**SOURCE DOCUMENT:**
# PySpark Merge Performance Test

**Purpose:** Merge all 36 source tables into a single bronze_sales table

**Source:** `source_bronze_YYYY_MM` (36 tables)

**Target:** `pyspark_bronze_sales`

**Comparison:** This will be compared against dbt Jobs performance

In [1]:
import time

# Configuration
SOURCE_PREFIX = "source_bronze"
TARGET_TABLE = "pyspark_bronze_sales"
YEARS = [2023, 2024, 2025]
MONTHS = range(1, 13)

print("="*60)
print("PYSPARK MERGE PERFORMANCE TEST")
print("="*60)
print(f"Source: {SOURCE_PREFIX}_YYYY_MM (36 tables)")
print(f"Target: {TARGET_TABLE}")
print("Method: PySpark DataFrame UNION")

StatementMeta(, ef3ab077-8be9-4fe5-bcf7-673d09c467b8, 3, Finished, Available, Finished)

PYSPARK MERGE PERFORMANCE TEST
Source: source_bronze_YYYY_MM (36 tables)
Target: pyspark_bronze_sales
Method: PySpark DataFrame UNION


In [3]:
# PERFORMANCE TEST START
print("\nStarting performance test...")
start_time = time.time()

df_merged = None
tables_merged = 0

for year in YEARS:
    for month in MONTHS:
        table_name = f"{SOURCE_PREFIX}_{year}_{month:02d}"
        
        try:
            df = spark.table(table_name)
            
            if df_merged is None:
                df_merged = df
            else:
                df_merged = df_merged.union(df)
            
            tables_merged += 1
        except Exception as e:
            print(f"  Error reading {table_name}: {type(e).__name__}: {e}")

read_time = time.time() - start_time
print(f"\nRead & Union: {read_time:.2f} seconds ({tables_merged} tables)")


StatementMeta(, ef3ab077-8be9-4fe5-bcf7-673d09c467b8, 5, Finished, Available, Finished)


Starting performance test...

Read & Union: 30.70 seconds (36 tables)


In [4]:
# Write merged data to target table
write_start = time.time()

df_merged.write.format("delta").mode("overwrite").option("overwriteSchema", "true").saveAsTable(TARGET_TABLE)

write_time = time.time() - write_start
total_time = time.time() - start_time

print(f"Write Time:   {write_time:.2f} seconds")

StatementMeta(, ef3ab077-8be9-4fe5-bcf7-673d09c467b8, 6, Finished, Available, Finished)

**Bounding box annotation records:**
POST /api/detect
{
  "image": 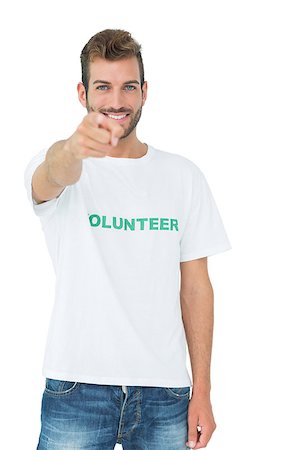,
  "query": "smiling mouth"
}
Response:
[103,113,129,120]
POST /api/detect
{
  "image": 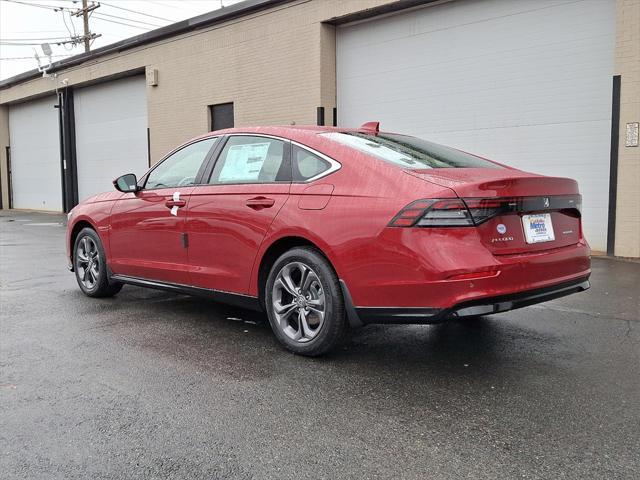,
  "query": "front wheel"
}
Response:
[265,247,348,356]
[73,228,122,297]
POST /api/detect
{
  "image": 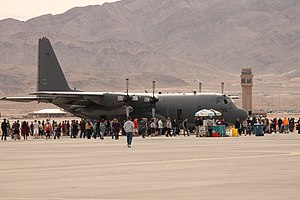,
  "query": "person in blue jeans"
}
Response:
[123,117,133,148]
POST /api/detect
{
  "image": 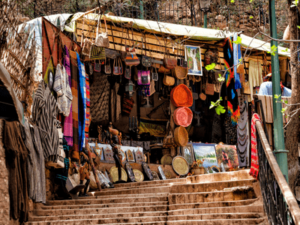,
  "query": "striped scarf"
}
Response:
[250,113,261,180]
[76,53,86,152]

**TASKS TO PERFORM:**
A) Reproduce the passage of the PySpark merge notebook that starts at the words "Target: pyspark_bronze_sales" and stops after "start_time = time.time()".
B) Decide whether each statement agrees with the PySpark merge notebook, answering yes or no and quoting the words that settle it: (i) The configured years include 2022. (ii) The merged data is saved in Delta format. (iii) The read-and-union step covered 36 tables.
This material comes from a source separate from the PySpark merge notebook.

**RESPONSES PER TASK:**
A)
Target: pyspark_bronze_sales
Method: PySpark DataFrame UNION


In [3]:
# PERFORMANCE TEST START
print("\nStarting performance test...")
start_time = time.time()

B)
(i) No: "YEARS = [2023, 2024, 2025]"
(ii) Yes: "df_merged.write.format("delta")"
(iii) Yes: "Read & Union: 30.70 seconds (36 tables)"